What to work on >> Please copy the material below word for word, starting at the line that contains "Exercise. Mark the metal stand" and continuing through its final line, both included.

Entries shown >>
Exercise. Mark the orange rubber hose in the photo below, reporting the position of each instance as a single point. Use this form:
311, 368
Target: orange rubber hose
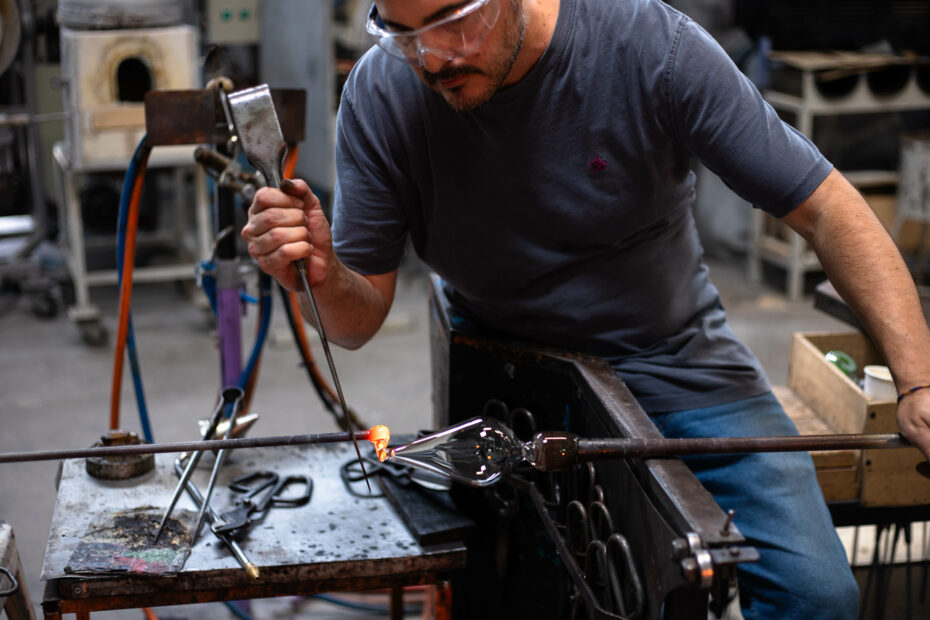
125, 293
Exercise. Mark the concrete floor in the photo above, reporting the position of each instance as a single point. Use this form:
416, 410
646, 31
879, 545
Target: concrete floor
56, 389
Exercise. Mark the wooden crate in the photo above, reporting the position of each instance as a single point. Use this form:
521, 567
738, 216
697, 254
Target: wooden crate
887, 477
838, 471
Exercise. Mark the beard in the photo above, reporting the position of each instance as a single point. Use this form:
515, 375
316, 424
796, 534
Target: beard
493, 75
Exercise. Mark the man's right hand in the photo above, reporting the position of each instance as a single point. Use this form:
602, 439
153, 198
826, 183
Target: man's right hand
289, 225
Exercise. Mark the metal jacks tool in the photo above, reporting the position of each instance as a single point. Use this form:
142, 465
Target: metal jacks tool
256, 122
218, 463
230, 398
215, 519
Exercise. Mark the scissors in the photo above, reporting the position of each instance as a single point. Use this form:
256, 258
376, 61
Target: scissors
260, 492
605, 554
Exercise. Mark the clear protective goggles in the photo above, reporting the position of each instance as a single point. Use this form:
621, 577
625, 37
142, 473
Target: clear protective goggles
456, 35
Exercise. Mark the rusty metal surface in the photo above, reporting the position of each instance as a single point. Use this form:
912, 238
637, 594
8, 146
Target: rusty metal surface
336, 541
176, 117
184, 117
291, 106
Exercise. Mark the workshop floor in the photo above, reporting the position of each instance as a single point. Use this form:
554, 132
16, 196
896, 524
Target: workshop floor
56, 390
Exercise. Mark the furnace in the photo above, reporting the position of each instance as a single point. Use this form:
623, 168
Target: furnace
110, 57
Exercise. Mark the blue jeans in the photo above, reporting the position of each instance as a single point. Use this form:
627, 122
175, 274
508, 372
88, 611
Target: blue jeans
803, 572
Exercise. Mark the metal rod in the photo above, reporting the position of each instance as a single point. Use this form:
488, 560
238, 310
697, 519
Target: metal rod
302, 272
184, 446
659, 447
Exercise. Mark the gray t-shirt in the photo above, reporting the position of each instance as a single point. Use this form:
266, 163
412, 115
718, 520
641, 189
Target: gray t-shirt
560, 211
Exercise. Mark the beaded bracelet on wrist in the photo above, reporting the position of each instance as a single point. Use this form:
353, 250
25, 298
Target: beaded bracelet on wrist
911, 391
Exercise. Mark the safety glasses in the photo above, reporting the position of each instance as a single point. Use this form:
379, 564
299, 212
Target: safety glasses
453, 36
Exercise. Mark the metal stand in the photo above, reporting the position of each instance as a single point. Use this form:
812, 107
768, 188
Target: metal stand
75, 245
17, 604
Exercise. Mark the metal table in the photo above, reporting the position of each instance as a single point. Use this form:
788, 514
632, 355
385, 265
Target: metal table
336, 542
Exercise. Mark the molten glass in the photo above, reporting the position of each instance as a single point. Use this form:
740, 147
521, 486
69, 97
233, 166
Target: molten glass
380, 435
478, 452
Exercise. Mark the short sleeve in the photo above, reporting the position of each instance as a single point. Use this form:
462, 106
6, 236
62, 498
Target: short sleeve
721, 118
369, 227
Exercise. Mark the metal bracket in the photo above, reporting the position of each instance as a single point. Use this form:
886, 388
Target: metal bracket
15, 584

Result of the exercise >>
Exercise. Mark the metal stand in the photo above, reporting the position of each instance as a single point. Use this form:
812, 107
768, 188
Target: metal stand
75, 245
17, 604
Exercise. Mark the metal table in the photo above, reporting the position of each instance as a single point. Use this form:
788, 514
632, 355
385, 265
Target: metal table
336, 542
Exercise. Mark the molten glass in the photo above, reporting the position of each instance as a single point. Use this form:
740, 147
521, 486
69, 97
233, 166
Target: molten glass
380, 435
478, 452
Exercise. Mark the short sleeve in the photo above, reporting the position of each instance as a single point. Use this form:
462, 106
6, 236
62, 498
Target: short sleeve
721, 118
369, 227
Exercise. Mark the metal bracket in the photo above, reporting the position of each instance as a single point. Use this form:
886, 388
Target: metal bracket
15, 584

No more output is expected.